Extracted records
## Begin

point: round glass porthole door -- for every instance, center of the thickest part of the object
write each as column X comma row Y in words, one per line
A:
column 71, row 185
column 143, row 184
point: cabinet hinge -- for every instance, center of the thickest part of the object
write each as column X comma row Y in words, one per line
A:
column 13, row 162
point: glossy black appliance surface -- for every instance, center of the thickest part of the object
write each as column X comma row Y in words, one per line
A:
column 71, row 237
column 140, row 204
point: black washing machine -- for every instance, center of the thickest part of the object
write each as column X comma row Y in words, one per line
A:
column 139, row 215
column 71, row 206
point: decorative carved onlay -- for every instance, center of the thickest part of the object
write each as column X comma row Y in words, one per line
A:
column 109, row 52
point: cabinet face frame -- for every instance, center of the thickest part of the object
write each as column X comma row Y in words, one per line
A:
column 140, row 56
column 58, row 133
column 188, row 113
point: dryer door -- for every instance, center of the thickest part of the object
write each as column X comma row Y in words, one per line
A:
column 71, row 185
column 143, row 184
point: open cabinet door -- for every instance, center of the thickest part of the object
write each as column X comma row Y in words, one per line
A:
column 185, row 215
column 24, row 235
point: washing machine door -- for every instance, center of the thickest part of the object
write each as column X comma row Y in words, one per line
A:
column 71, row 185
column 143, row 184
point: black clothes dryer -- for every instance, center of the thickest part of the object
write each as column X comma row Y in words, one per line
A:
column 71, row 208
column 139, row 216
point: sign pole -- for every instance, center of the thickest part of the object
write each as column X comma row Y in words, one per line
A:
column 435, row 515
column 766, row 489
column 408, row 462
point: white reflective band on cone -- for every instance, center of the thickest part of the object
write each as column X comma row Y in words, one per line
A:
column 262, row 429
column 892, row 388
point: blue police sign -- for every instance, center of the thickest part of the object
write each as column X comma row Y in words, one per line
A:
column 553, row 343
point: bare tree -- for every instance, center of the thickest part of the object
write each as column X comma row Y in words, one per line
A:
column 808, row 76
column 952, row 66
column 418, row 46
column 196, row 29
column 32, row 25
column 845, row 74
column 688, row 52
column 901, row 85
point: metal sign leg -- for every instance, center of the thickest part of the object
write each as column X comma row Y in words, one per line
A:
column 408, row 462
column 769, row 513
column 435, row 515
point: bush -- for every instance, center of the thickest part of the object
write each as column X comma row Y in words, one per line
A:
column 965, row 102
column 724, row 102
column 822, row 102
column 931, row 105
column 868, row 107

## End

■ **Written exercise**: Rewrite all of the material above, changing every "washing machine" to "washer" and leaving everything else as it is.

■ **Task answer**:
point: round glass porthole door -- for every instance, center of the thickest part of the object
write each as column X comma row Y in words, one per line
A:
column 71, row 185
column 143, row 184
point: cabinet hinge -- for every instance, center of the thickest part of the object
write each as column X comma row Y in words, one per line
A:
column 13, row 162
point: glossy black appliance surface -- for every instance, center of the thickest part of the object
write each as column X comma row Y in words, one per line
A:
column 71, row 237
column 140, row 204
point: black washer -- for every instance, center of the thickest part of the object
write each as column X comma row Y in words, one per line
A:
column 139, row 215
column 71, row 206
point: decorative carved onlay -- for every instance, center of the thickest part of the object
write each as column X comma row Y in words, one per line
A:
column 109, row 52
point: cabinet face frame -- for every instance, center of the thickest part of the object
write each as column X comma row Y in words, one per line
A:
column 140, row 56
column 58, row 133
column 188, row 113
point: dryer door -- for every instance, center of the thickest part of the object
write each as column X comma row Y in words, one per line
A:
column 71, row 185
column 143, row 184
point: open cabinet door -- for every instance, center of the thickest part of the object
write each as column X comma row Y in words, one per line
A:
column 185, row 215
column 24, row 235
point: washer door -- for every instance, center of the thickest part of the object
write each as column X comma row Y in words, one per line
A:
column 71, row 185
column 143, row 184
point: black clothes dryer -- for every instance, center of the thickest part of the object
write each as column X comma row Y in words, one per line
A:
column 71, row 208
column 139, row 216
point: sign pole -- for every instance, center of the thickest part of the object
write each as column X comma row Y in words, one per line
A:
column 435, row 515
column 766, row 489
column 408, row 462
point: white reflective band on cone -- for every instance, center of the thickest part of the object
write each as column X comma row Y in words, one per line
A:
column 262, row 429
column 892, row 388
point: blue police sign -- for every instance, center of the thickest part of the object
write each as column X comma row Y in words, one per line
A:
column 553, row 343
point: bare tree -- for every instance, center of the thickest part of the object
write each as column X comma row Y in words, one per line
A:
column 808, row 76
column 952, row 66
column 418, row 46
column 196, row 29
column 32, row 25
column 845, row 74
column 688, row 52
column 901, row 85
point: metal sign leg -- for every instance, center of the thickest part of the object
write each as column X comma row Y in words, one per line
A:
column 408, row 462
column 769, row 513
column 435, row 515
point: bush -- for every instance, center of the thickest part of the object
write each as column X comma row Y in words, one per line
A:
column 965, row 102
column 724, row 102
column 822, row 102
column 931, row 105
column 868, row 107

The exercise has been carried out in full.